In the entries below, find the line containing "Trace the outline of every instance of the blue". Copy it and all lines after it, exactly, through the end.

----- EXERCISE INPUT

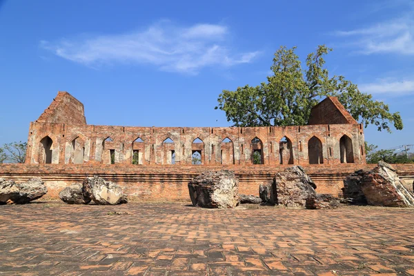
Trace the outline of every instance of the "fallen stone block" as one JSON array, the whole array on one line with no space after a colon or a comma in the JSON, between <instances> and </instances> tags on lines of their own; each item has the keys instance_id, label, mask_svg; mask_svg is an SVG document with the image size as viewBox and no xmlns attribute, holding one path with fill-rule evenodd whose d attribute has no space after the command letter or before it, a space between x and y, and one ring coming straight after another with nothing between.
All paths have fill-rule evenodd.
<instances>
[{"instance_id":1,"label":"fallen stone block","mask_svg":"<svg viewBox=\"0 0 414 276\"><path fill-rule=\"evenodd\" d=\"M48 188L41 179L32 178L27 181L15 183L0 178L0 202L25 204L41 197Z\"/></svg>"},{"instance_id":2,"label":"fallen stone block","mask_svg":"<svg viewBox=\"0 0 414 276\"><path fill-rule=\"evenodd\" d=\"M332 195L310 195L306 199L306 209L335 209L339 206L339 200Z\"/></svg>"},{"instance_id":3,"label":"fallen stone block","mask_svg":"<svg viewBox=\"0 0 414 276\"><path fill-rule=\"evenodd\" d=\"M369 205L414 207L414 196L402 184L395 170L380 161L372 170L364 172L361 190Z\"/></svg>"},{"instance_id":4,"label":"fallen stone block","mask_svg":"<svg viewBox=\"0 0 414 276\"><path fill-rule=\"evenodd\" d=\"M193 205L203 208L235 208L239 202L239 179L226 170L209 171L188 183Z\"/></svg>"},{"instance_id":5,"label":"fallen stone block","mask_svg":"<svg viewBox=\"0 0 414 276\"><path fill-rule=\"evenodd\" d=\"M272 184L260 184L259 186L259 197L265 204L275 204L272 193Z\"/></svg>"},{"instance_id":6,"label":"fallen stone block","mask_svg":"<svg viewBox=\"0 0 414 276\"><path fill-rule=\"evenodd\" d=\"M275 203L287 207L305 207L306 199L316 194L316 185L300 166L294 166L275 175Z\"/></svg>"},{"instance_id":7,"label":"fallen stone block","mask_svg":"<svg viewBox=\"0 0 414 276\"><path fill-rule=\"evenodd\" d=\"M344 179L344 198L355 205L366 205L366 198L361 188L361 179L364 175L363 170L357 170Z\"/></svg>"},{"instance_id":8,"label":"fallen stone block","mask_svg":"<svg viewBox=\"0 0 414 276\"><path fill-rule=\"evenodd\" d=\"M65 188L59 193L59 197L68 204L87 204L90 202L90 197L83 195L83 186L76 184Z\"/></svg>"},{"instance_id":9,"label":"fallen stone block","mask_svg":"<svg viewBox=\"0 0 414 276\"><path fill-rule=\"evenodd\" d=\"M260 204L262 202L262 199L255 195L240 194L239 196L241 204Z\"/></svg>"},{"instance_id":10,"label":"fallen stone block","mask_svg":"<svg viewBox=\"0 0 414 276\"><path fill-rule=\"evenodd\" d=\"M90 198L98 205L115 205L127 203L121 187L101 177L87 177L83 182L83 197Z\"/></svg>"}]
</instances>

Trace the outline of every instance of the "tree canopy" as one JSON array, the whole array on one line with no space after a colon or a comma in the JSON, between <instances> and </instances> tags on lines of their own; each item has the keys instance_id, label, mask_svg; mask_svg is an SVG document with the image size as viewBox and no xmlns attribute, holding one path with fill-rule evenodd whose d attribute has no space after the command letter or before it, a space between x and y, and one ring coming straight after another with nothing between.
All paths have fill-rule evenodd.
<instances>
[{"instance_id":1,"label":"tree canopy","mask_svg":"<svg viewBox=\"0 0 414 276\"><path fill-rule=\"evenodd\" d=\"M395 150L378 150L378 146L365 141L366 163L378 164L380 160L389 164L414 163L414 153L396 152Z\"/></svg>"},{"instance_id":2,"label":"tree canopy","mask_svg":"<svg viewBox=\"0 0 414 276\"><path fill-rule=\"evenodd\" d=\"M273 75L257 86L246 85L235 91L223 90L218 106L235 126L303 126L311 108L327 96L337 97L345 108L366 127L391 132L391 126L403 128L399 112L389 112L388 105L375 101L343 76L329 77L324 57L332 51L324 45L308 55L302 70L296 47L281 46L275 53Z\"/></svg>"},{"instance_id":3,"label":"tree canopy","mask_svg":"<svg viewBox=\"0 0 414 276\"><path fill-rule=\"evenodd\" d=\"M5 144L0 148L0 164L24 163L26 161L27 143L12 142Z\"/></svg>"}]
</instances>

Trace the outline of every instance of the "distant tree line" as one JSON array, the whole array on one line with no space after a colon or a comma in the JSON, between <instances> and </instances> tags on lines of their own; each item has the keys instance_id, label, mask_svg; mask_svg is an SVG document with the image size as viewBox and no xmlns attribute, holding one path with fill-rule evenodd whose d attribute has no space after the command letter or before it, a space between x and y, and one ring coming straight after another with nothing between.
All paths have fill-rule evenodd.
<instances>
[{"instance_id":1,"label":"distant tree line","mask_svg":"<svg viewBox=\"0 0 414 276\"><path fill-rule=\"evenodd\" d=\"M380 160L390 164L414 163L414 153L395 152L395 150L378 150L378 146L365 142L366 163L377 164Z\"/></svg>"}]
</instances>

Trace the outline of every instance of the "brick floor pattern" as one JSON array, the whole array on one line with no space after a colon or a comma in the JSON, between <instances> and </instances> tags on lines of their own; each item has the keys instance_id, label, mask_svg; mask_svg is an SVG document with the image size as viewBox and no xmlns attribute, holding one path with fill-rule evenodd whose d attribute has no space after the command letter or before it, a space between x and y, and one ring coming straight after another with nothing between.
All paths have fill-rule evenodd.
<instances>
[{"instance_id":1,"label":"brick floor pattern","mask_svg":"<svg viewBox=\"0 0 414 276\"><path fill-rule=\"evenodd\" d=\"M413 218L372 207L1 206L0 276L414 275Z\"/></svg>"}]
</instances>

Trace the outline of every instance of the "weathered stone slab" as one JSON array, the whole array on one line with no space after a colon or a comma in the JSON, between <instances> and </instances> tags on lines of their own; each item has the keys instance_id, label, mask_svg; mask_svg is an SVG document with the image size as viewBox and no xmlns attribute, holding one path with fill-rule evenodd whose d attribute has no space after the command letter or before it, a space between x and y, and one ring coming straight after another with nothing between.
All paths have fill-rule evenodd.
<instances>
[{"instance_id":1,"label":"weathered stone slab","mask_svg":"<svg viewBox=\"0 0 414 276\"><path fill-rule=\"evenodd\" d=\"M0 202L2 204L24 204L41 197L46 193L48 188L39 177L21 183L0 178Z\"/></svg>"},{"instance_id":2,"label":"weathered stone slab","mask_svg":"<svg viewBox=\"0 0 414 276\"><path fill-rule=\"evenodd\" d=\"M83 186L76 184L65 188L59 193L59 197L68 204L87 204L90 202L90 197L85 197Z\"/></svg>"},{"instance_id":3,"label":"weathered stone slab","mask_svg":"<svg viewBox=\"0 0 414 276\"><path fill-rule=\"evenodd\" d=\"M404 186L395 170L382 161L372 170L364 172L361 190L369 205L414 207L414 197Z\"/></svg>"},{"instance_id":4,"label":"weathered stone slab","mask_svg":"<svg viewBox=\"0 0 414 276\"><path fill-rule=\"evenodd\" d=\"M260 184L259 186L259 197L265 204L275 204L272 193L272 184Z\"/></svg>"},{"instance_id":5,"label":"weathered stone slab","mask_svg":"<svg viewBox=\"0 0 414 276\"><path fill-rule=\"evenodd\" d=\"M316 194L316 185L300 166L294 166L275 176L276 203L287 207L305 207L306 199Z\"/></svg>"},{"instance_id":6,"label":"weathered stone slab","mask_svg":"<svg viewBox=\"0 0 414 276\"><path fill-rule=\"evenodd\" d=\"M235 208L239 202L239 179L226 170L203 172L188 183L193 205L204 208Z\"/></svg>"},{"instance_id":7,"label":"weathered stone slab","mask_svg":"<svg viewBox=\"0 0 414 276\"><path fill-rule=\"evenodd\" d=\"M357 170L344 179L344 198L352 204L366 205L366 198L361 188L363 170Z\"/></svg>"},{"instance_id":8,"label":"weathered stone slab","mask_svg":"<svg viewBox=\"0 0 414 276\"><path fill-rule=\"evenodd\" d=\"M87 177L83 182L83 196L99 205L115 205L127 203L121 187L101 177Z\"/></svg>"},{"instance_id":9,"label":"weathered stone slab","mask_svg":"<svg viewBox=\"0 0 414 276\"><path fill-rule=\"evenodd\" d=\"M262 199L255 195L240 194L239 196L241 204L260 204L262 202Z\"/></svg>"},{"instance_id":10,"label":"weathered stone slab","mask_svg":"<svg viewBox=\"0 0 414 276\"><path fill-rule=\"evenodd\" d=\"M306 209L335 209L339 206L339 200L332 195L315 194L306 199Z\"/></svg>"}]
</instances>

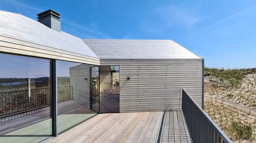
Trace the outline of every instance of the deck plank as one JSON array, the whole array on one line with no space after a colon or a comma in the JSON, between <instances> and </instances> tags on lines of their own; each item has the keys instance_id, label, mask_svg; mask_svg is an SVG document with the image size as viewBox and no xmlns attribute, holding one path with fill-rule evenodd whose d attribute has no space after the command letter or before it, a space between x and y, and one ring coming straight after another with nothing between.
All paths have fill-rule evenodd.
<instances>
[{"instance_id":1,"label":"deck plank","mask_svg":"<svg viewBox=\"0 0 256 143\"><path fill-rule=\"evenodd\" d=\"M151 138L152 136L154 136L153 138L157 139L158 134L153 132L159 128L161 121L159 119L162 117L159 116L162 116L163 113L100 114L46 142L136 142L139 139L143 141L146 137ZM138 136L134 138L134 135ZM150 139L147 138L146 140Z\"/></svg>"}]
</instances>

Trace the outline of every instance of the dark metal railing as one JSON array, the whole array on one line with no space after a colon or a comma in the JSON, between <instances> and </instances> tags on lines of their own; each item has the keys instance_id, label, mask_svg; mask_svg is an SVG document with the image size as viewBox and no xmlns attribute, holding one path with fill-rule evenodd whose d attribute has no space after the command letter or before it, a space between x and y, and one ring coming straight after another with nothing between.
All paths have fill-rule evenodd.
<instances>
[{"instance_id":1,"label":"dark metal railing","mask_svg":"<svg viewBox=\"0 0 256 143\"><path fill-rule=\"evenodd\" d=\"M182 110L193 142L233 142L183 89Z\"/></svg>"},{"instance_id":2,"label":"dark metal railing","mask_svg":"<svg viewBox=\"0 0 256 143\"><path fill-rule=\"evenodd\" d=\"M73 86L59 87L57 90L58 103L73 99Z\"/></svg>"},{"instance_id":3,"label":"dark metal railing","mask_svg":"<svg viewBox=\"0 0 256 143\"><path fill-rule=\"evenodd\" d=\"M58 102L73 99L73 87L57 88ZM48 106L51 88L45 88L0 93L0 118Z\"/></svg>"}]
</instances>

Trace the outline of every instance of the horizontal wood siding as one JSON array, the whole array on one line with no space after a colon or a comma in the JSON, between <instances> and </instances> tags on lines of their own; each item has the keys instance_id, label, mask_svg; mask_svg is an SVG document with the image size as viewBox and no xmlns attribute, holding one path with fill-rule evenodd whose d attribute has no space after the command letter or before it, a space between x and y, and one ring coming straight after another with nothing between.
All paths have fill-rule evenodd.
<instances>
[{"instance_id":1,"label":"horizontal wood siding","mask_svg":"<svg viewBox=\"0 0 256 143\"><path fill-rule=\"evenodd\" d=\"M90 67L81 64L70 68L70 84L73 87L74 100L90 109ZM87 78L87 80L85 80Z\"/></svg>"},{"instance_id":2,"label":"horizontal wood siding","mask_svg":"<svg viewBox=\"0 0 256 143\"><path fill-rule=\"evenodd\" d=\"M201 59L100 61L120 66L120 113L181 110L182 88L201 106L202 64Z\"/></svg>"},{"instance_id":3,"label":"horizontal wood siding","mask_svg":"<svg viewBox=\"0 0 256 143\"><path fill-rule=\"evenodd\" d=\"M97 58L0 35L1 52L88 64L99 64L99 59Z\"/></svg>"}]
</instances>

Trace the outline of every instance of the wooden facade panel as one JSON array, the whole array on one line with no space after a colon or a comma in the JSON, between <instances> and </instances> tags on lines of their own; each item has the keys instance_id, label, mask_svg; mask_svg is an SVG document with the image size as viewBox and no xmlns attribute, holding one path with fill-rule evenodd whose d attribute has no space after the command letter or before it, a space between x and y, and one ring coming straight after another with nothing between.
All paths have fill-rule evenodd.
<instances>
[{"instance_id":1,"label":"wooden facade panel","mask_svg":"<svg viewBox=\"0 0 256 143\"><path fill-rule=\"evenodd\" d=\"M101 59L119 66L120 112L180 110L182 88L201 105L202 59L173 60Z\"/></svg>"},{"instance_id":2,"label":"wooden facade panel","mask_svg":"<svg viewBox=\"0 0 256 143\"><path fill-rule=\"evenodd\" d=\"M90 108L90 68L95 66L81 64L70 68L70 84L73 86L74 100ZM85 78L87 78L85 80Z\"/></svg>"}]
</instances>

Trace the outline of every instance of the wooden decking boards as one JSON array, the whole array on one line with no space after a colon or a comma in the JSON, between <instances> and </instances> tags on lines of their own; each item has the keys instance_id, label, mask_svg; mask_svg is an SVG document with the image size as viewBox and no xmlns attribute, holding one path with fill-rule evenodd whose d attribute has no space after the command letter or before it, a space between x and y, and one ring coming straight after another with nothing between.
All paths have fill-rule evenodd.
<instances>
[{"instance_id":1,"label":"wooden decking boards","mask_svg":"<svg viewBox=\"0 0 256 143\"><path fill-rule=\"evenodd\" d=\"M100 114L47 142L156 142L163 114Z\"/></svg>"},{"instance_id":2,"label":"wooden decking boards","mask_svg":"<svg viewBox=\"0 0 256 143\"><path fill-rule=\"evenodd\" d=\"M0 135L5 135L50 119L50 109L49 107L46 107L0 119ZM58 115L96 113L72 100L58 103Z\"/></svg>"}]
</instances>

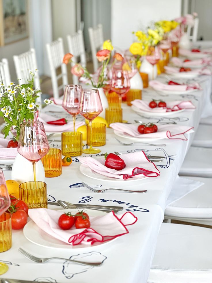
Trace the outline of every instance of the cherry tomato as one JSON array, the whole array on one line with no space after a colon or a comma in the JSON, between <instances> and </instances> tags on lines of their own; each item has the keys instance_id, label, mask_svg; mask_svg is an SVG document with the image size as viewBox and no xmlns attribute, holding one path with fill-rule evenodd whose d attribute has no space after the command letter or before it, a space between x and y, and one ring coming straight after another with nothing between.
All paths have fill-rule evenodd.
<instances>
[{"instance_id":1,"label":"cherry tomato","mask_svg":"<svg viewBox=\"0 0 212 283\"><path fill-rule=\"evenodd\" d=\"M89 219L84 216L79 216L75 222L75 227L77 229L89 228L90 223Z\"/></svg>"},{"instance_id":2,"label":"cherry tomato","mask_svg":"<svg viewBox=\"0 0 212 283\"><path fill-rule=\"evenodd\" d=\"M18 143L17 140L10 140L7 144L8 148L18 147Z\"/></svg>"},{"instance_id":3,"label":"cherry tomato","mask_svg":"<svg viewBox=\"0 0 212 283\"><path fill-rule=\"evenodd\" d=\"M166 107L166 104L164 101L160 101L158 104L158 107Z\"/></svg>"},{"instance_id":4,"label":"cherry tomato","mask_svg":"<svg viewBox=\"0 0 212 283\"><path fill-rule=\"evenodd\" d=\"M11 219L12 229L22 229L27 222L27 215L24 210L17 210L12 213Z\"/></svg>"},{"instance_id":5,"label":"cherry tomato","mask_svg":"<svg viewBox=\"0 0 212 283\"><path fill-rule=\"evenodd\" d=\"M68 212L60 215L58 219L58 225L63 230L68 230L72 227L74 222L74 217Z\"/></svg>"},{"instance_id":6,"label":"cherry tomato","mask_svg":"<svg viewBox=\"0 0 212 283\"><path fill-rule=\"evenodd\" d=\"M150 102L149 106L151 108L155 108L157 107L157 103L154 100L153 100L152 101Z\"/></svg>"},{"instance_id":7,"label":"cherry tomato","mask_svg":"<svg viewBox=\"0 0 212 283\"><path fill-rule=\"evenodd\" d=\"M146 127L144 129L144 134L151 134L154 132L154 128L153 127Z\"/></svg>"},{"instance_id":8,"label":"cherry tomato","mask_svg":"<svg viewBox=\"0 0 212 283\"><path fill-rule=\"evenodd\" d=\"M158 127L155 124L154 124L152 125L152 128L153 128L155 133L158 131Z\"/></svg>"},{"instance_id":9,"label":"cherry tomato","mask_svg":"<svg viewBox=\"0 0 212 283\"><path fill-rule=\"evenodd\" d=\"M76 221L79 216L82 216L82 215L84 215L85 217L86 217L88 220L90 219L88 215L87 214L86 212L84 212L82 210L81 211L79 211L79 212L76 213L74 216L74 219L75 221Z\"/></svg>"},{"instance_id":10,"label":"cherry tomato","mask_svg":"<svg viewBox=\"0 0 212 283\"><path fill-rule=\"evenodd\" d=\"M138 127L138 130L141 134L143 134L145 128L145 125L139 125Z\"/></svg>"}]
</instances>

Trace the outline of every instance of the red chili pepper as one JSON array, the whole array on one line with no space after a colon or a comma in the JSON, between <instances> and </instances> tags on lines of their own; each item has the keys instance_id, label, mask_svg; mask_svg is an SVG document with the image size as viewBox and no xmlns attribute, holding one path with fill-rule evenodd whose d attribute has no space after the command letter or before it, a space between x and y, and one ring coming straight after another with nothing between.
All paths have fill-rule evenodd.
<instances>
[{"instance_id":1,"label":"red chili pepper","mask_svg":"<svg viewBox=\"0 0 212 283\"><path fill-rule=\"evenodd\" d=\"M123 159L113 153L109 153L108 155L106 153L105 155L106 160L105 165L107 168L116 170L122 170L126 167L126 164Z\"/></svg>"},{"instance_id":2,"label":"red chili pepper","mask_svg":"<svg viewBox=\"0 0 212 283\"><path fill-rule=\"evenodd\" d=\"M178 83L175 83L175 82L173 82L173 80L170 80L169 81L168 83L168 85L180 85L180 84Z\"/></svg>"},{"instance_id":3,"label":"red chili pepper","mask_svg":"<svg viewBox=\"0 0 212 283\"><path fill-rule=\"evenodd\" d=\"M58 120L56 120L55 121L50 121L47 122L47 124L50 125L58 125L58 126L62 126L65 124L67 123L67 121L65 118L60 119Z\"/></svg>"}]
</instances>

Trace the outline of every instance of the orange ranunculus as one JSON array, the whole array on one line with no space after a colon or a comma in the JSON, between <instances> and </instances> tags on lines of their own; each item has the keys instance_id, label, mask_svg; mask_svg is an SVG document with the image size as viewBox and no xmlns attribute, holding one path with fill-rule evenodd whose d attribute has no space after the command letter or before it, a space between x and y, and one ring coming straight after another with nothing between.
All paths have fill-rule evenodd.
<instances>
[{"instance_id":1,"label":"orange ranunculus","mask_svg":"<svg viewBox=\"0 0 212 283\"><path fill-rule=\"evenodd\" d=\"M113 58L114 59L116 59L117 61L122 61L124 59L120 53L116 53L113 56Z\"/></svg>"},{"instance_id":2,"label":"orange ranunculus","mask_svg":"<svg viewBox=\"0 0 212 283\"><path fill-rule=\"evenodd\" d=\"M100 62L108 59L110 57L110 51L107 49L103 49L102 50L99 50L96 53L96 56Z\"/></svg>"},{"instance_id":3,"label":"orange ranunculus","mask_svg":"<svg viewBox=\"0 0 212 283\"><path fill-rule=\"evenodd\" d=\"M83 68L81 65L79 64L76 64L73 66L71 70L71 74L77 77L81 77L84 74Z\"/></svg>"},{"instance_id":4,"label":"orange ranunculus","mask_svg":"<svg viewBox=\"0 0 212 283\"><path fill-rule=\"evenodd\" d=\"M73 57L73 55L72 55L71 53L67 53L64 55L63 63L65 63L67 65L69 62L69 60Z\"/></svg>"}]
</instances>

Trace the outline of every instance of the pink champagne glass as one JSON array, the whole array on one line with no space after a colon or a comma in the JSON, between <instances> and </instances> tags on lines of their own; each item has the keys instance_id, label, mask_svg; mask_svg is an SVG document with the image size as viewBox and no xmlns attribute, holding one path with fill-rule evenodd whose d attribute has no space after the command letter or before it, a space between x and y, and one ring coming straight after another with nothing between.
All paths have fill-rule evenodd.
<instances>
[{"instance_id":1,"label":"pink champagne glass","mask_svg":"<svg viewBox=\"0 0 212 283\"><path fill-rule=\"evenodd\" d=\"M84 89L82 92L79 105L79 112L89 121L90 130L90 147L83 151L88 154L98 153L101 151L98 149L92 148L92 121L102 112L102 106L98 89Z\"/></svg>"},{"instance_id":2,"label":"pink champagne glass","mask_svg":"<svg viewBox=\"0 0 212 283\"><path fill-rule=\"evenodd\" d=\"M82 92L82 87L77 85L67 85L64 92L62 106L72 115L74 132L75 132L76 118L79 114L79 104Z\"/></svg>"},{"instance_id":3,"label":"pink champagne glass","mask_svg":"<svg viewBox=\"0 0 212 283\"><path fill-rule=\"evenodd\" d=\"M36 181L36 164L49 150L43 123L35 121L21 125L18 152L32 163L34 181Z\"/></svg>"},{"instance_id":4,"label":"pink champagne glass","mask_svg":"<svg viewBox=\"0 0 212 283\"><path fill-rule=\"evenodd\" d=\"M130 79L127 71L113 68L111 81L112 90L121 96L123 100L126 100L126 94L130 88Z\"/></svg>"}]
</instances>

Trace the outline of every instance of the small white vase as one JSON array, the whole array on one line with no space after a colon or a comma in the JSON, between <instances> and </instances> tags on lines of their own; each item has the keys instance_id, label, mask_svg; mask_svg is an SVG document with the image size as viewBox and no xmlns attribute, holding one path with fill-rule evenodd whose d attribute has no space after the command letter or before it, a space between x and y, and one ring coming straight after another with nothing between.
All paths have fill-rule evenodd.
<instances>
[{"instance_id":1,"label":"small white vase","mask_svg":"<svg viewBox=\"0 0 212 283\"><path fill-rule=\"evenodd\" d=\"M152 76L152 69L154 68L154 77ZM156 65L152 65L149 63L145 58L142 61L141 65L140 67L140 72L141 73L145 73L148 74L149 80L154 80L158 75L158 69Z\"/></svg>"},{"instance_id":2,"label":"small white vase","mask_svg":"<svg viewBox=\"0 0 212 283\"><path fill-rule=\"evenodd\" d=\"M30 161L18 153L13 162L11 179L21 183L34 180L33 166ZM41 160L36 164L36 180L45 181L45 172Z\"/></svg>"},{"instance_id":3,"label":"small white vase","mask_svg":"<svg viewBox=\"0 0 212 283\"><path fill-rule=\"evenodd\" d=\"M138 71L130 80L130 88L132 89L143 89L143 81L141 75Z\"/></svg>"},{"instance_id":4,"label":"small white vase","mask_svg":"<svg viewBox=\"0 0 212 283\"><path fill-rule=\"evenodd\" d=\"M99 91L101 102L102 105L102 108L103 109L102 112L100 113L99 116L100 117L102 117L103 118L105 119L105 110L106 108L107 108L108 107L108 103L107 102L107 97L106 97L106 95L105 94L104 90L101 87L97 89Z\"/></svg>"},{"instance_id":5,"label":"small white vase","mask_svg":"<svg viewBox=\"0 0 212 283\"><path fill-rule=\"evenodd\" d=\"M179 42L179 46L181 48L190 49L191 46L191 42L188 33L185 33L182 36Z\"/></svg>"}]
</instances>

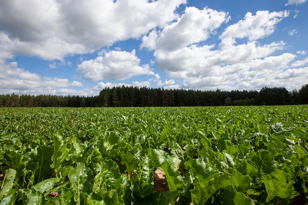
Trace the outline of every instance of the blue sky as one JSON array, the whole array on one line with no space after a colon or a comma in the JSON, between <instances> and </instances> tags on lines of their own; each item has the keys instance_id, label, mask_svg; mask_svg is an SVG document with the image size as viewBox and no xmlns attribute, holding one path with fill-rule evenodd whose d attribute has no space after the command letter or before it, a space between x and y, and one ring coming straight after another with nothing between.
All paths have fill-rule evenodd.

----------

» **RESPONSE TO THIS TASK**
Trace the outline of every instance of the blue sky as one JSON array, the whole array on one line with no space after a colon or a comma in the JSON, between <instances> and </instances> tags on lines of their own; each item has the keys instance_id, label, mask_svg; mask_svg is an SVG document with the image size as viewBox and no xmlns attribute, holding one path with fill-rule evenodd whose d attribute has no space after the command letter or before it, a space between x and y, and one ring coming straight after another with nothing between.
All paths have fill-rule evenodd.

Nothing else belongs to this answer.